> **Directive 1**
According to the essay on A.B.C. Merriman-Labor, in what year did he leave Freetown?

> **Extracted text**
# # # # #

October is Black History Month in the U.K. A time to reflect on the role people of African descent have played in the making of a great nation. But it is also time to consider the struggles of black people.
If my research on A.B.C. Merriman-Labor has taught me anything, it is that a Black British identity as long been fraught with difficulty.
Raised in the British colony of Sierra Leone, Merriman-Labor was taught that as a loyal subject of a great empire he was part of something larger than himself that conferred on him opportunity, rights, and status. When he left Freetown in 1904, Merriman-Labor saw his black British identity as a source of deep pride.
After five years in London, he self-published Britons Through Negro Spectacles, the book he hoped would launch him into the English literary world. Part travelogue, part ethnography, and part treatise, the book’s guiding conceit is a walk through London with Merriman-Labor acting as a guide to a newly arrived African friend. As they pass landmarks, observe the denizens of the streets, and discuss British manners, the city’s famous clocks toll, marking the passing day. Nine years before James Joyce strolled Leopold Bloom around Dublin and sixteen years before Virginia Woolf ambled Clarissa Dalloway through the West End, Merriman-Labor walked arm-and-arm with Africanus from Poultry Street to Hyde Park.
In Britons, Merriman-Labor casts himself as an insider—someone who knows not only how to navigate the largest city in the world, but who also understands its lore and its lexicon and well as its trespasses: those born within the sound of the bells at St. Mary Le Bow church are genuine cockneys; the Bank of England is the Old Lady of Threadneedle Street; hansom cabs are for romantic rendezvous on the “q-t”; couples openly “spoon” in Hyde Park; and self-proclaimed messiahs father illegitimate children while throngs of horses dump a stinking layer of excrement on busy streets.
Britons Through Negro Spectacles was reviewed in numerous national and international newspapers from the London Times to the Nigerian Chronicle. A few reviewers found the book a healthy tonic against national vanity. “It consists in the main of shrewd comments on English manners and customs,” wrote the London Times. The conservative Outlook agreed, “to see ourselves as others see us is sometimes a profitable if a disagreeable experience.” The Manchester Courier offered an unusually perceptive appreciation which characterized Merriman-Labor as “sharply pertinent and outspoken in his observations” and noted that the “book is a reversal of our ordinary approach to the racial question.”

# # # # #

A run of records
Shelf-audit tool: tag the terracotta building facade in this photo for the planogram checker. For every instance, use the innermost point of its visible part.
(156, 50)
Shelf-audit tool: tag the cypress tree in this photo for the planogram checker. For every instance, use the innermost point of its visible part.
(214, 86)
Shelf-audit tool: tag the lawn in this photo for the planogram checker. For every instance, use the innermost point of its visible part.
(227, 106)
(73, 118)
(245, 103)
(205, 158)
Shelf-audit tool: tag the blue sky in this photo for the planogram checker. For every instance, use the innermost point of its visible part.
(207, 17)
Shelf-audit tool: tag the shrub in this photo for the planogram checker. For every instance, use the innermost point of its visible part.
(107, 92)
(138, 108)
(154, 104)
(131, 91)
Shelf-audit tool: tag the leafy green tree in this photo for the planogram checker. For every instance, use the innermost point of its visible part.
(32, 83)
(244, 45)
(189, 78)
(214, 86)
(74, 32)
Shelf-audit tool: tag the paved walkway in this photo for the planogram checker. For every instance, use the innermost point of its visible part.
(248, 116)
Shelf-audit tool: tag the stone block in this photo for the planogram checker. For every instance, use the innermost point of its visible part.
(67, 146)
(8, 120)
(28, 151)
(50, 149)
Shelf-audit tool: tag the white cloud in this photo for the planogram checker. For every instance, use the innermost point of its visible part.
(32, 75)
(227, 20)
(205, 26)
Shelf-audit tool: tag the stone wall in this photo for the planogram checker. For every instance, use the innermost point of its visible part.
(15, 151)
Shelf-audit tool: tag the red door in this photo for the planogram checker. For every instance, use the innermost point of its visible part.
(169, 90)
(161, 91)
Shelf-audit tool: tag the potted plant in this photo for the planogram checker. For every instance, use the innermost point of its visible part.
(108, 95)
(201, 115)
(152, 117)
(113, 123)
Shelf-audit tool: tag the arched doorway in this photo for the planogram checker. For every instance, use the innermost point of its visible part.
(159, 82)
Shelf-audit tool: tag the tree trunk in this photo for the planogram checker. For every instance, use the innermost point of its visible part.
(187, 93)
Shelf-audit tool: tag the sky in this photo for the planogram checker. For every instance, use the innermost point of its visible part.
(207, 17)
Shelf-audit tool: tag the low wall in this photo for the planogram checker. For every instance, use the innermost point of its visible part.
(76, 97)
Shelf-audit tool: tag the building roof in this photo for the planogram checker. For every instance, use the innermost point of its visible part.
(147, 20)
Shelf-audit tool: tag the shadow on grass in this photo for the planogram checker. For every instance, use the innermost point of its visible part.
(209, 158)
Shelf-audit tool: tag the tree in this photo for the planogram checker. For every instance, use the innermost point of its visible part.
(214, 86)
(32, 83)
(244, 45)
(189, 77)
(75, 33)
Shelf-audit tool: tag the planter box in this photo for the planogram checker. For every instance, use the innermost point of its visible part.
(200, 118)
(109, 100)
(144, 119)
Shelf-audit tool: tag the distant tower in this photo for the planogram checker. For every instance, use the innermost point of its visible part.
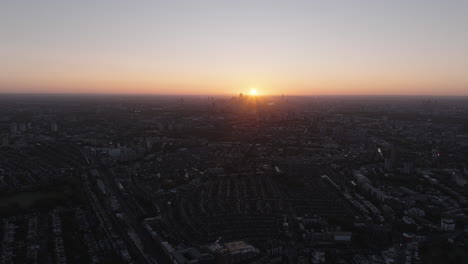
(13, 128)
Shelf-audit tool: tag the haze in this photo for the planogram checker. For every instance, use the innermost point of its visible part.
(227, 47)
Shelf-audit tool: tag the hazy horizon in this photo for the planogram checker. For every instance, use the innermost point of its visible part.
(227, 47)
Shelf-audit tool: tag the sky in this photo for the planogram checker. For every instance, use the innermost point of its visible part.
(295, 47)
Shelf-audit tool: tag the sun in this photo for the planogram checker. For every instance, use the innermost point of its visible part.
(253, 92)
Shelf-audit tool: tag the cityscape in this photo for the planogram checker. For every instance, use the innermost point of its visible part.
(242, 179)
(234, 132)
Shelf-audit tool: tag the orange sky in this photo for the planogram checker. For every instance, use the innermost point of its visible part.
(293, 47)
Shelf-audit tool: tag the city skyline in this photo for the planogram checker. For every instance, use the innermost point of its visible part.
(224, 47)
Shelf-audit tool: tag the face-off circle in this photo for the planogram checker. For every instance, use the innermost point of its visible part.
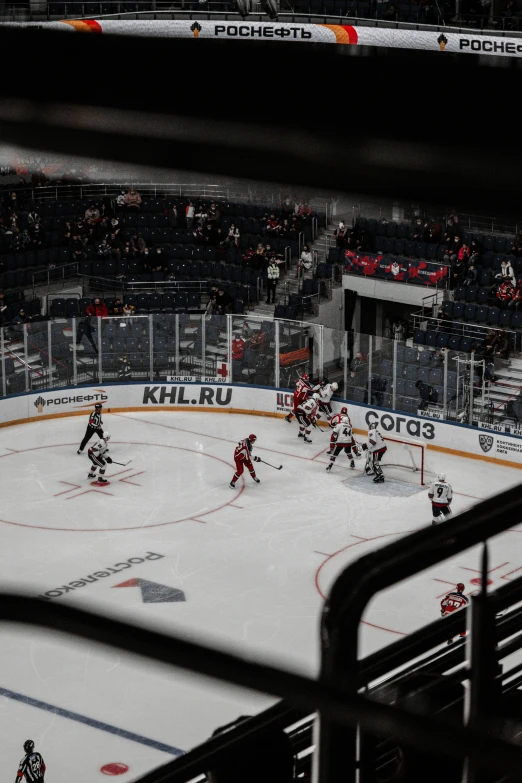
(118, 504)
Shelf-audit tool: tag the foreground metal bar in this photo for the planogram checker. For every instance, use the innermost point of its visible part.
(358, 584)
(380, 719)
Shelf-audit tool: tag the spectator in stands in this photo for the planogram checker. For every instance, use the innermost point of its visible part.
(453, 245)
(211, 304)
(97, 308)
(506, 271)
(502, 345)
(427, 393)
(3, 309)
(84, 329)
(223, 301)
(490, 344)
(238, 347)
(471, 276)
(78, 249)
(419, 230)
(516, 298)
(37, 235)
(516, 247)
(124, 368)
(117, 308)
(132, 200)
(505, 291)
(32, 218)
(233, 236)
(214, 213)
(272, 280)
(305, 263)
(115, 226)
(189, 215)
(138, 242)
(464, 254)
(104, 249)
(92, 213)
(476, 247)
(19, 320)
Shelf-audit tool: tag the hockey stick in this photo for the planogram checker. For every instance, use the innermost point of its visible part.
(269, 465)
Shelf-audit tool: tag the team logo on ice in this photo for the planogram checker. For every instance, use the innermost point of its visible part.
(39, 404)
(486, 442)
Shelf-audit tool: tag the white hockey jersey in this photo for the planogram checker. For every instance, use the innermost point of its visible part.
(342, 434)
(441, 494)
(326, 393)
(375, 442)
(99, 449)
(309, 407)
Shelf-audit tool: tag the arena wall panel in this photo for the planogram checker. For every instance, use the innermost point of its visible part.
(448, 437)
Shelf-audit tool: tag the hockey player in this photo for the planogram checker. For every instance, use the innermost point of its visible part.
(242, 458)
(93, 427)
(342, 438)
(453, 602)
(375, 448)
(336, 418)
(303, 388)
(441, 495)
(306, 416)
(98, 456)
(326, 393)
(32, 766)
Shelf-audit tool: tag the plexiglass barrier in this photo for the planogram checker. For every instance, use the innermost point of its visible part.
(244, 349)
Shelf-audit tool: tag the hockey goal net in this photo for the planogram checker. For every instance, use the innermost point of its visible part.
(408, 454)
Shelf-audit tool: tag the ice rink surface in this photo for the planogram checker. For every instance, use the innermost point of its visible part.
(168, 544)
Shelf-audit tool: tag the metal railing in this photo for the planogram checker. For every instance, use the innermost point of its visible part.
(250, 193)
(376, 371)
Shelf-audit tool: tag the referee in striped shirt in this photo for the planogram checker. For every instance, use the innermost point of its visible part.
(32, 766)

# # # # #

> **Directive 2**
Reproduce the entries above, starting at the line that contains "Shelf-audit tool: tag the ice" and continuing through the last line of the entries.

> **Written reply 1**
1904

> **Written reply 2**
Shelf-audit tool: tag the ice rink surface in this photo for the planogram checker. For every instance, use the innermost point of its visible part.
(168, 544)
Shelf-audit tool: tag the metal railing in this photo for the planogram checker. For every instance, use the innermost point of its visible part.
(250, 193)
(376, 371)
Shelf-audit tool: tag the referee in striped shirt in this photo for the planogram checker. For every instance, use the innermost point of its visible part.
(32, 766)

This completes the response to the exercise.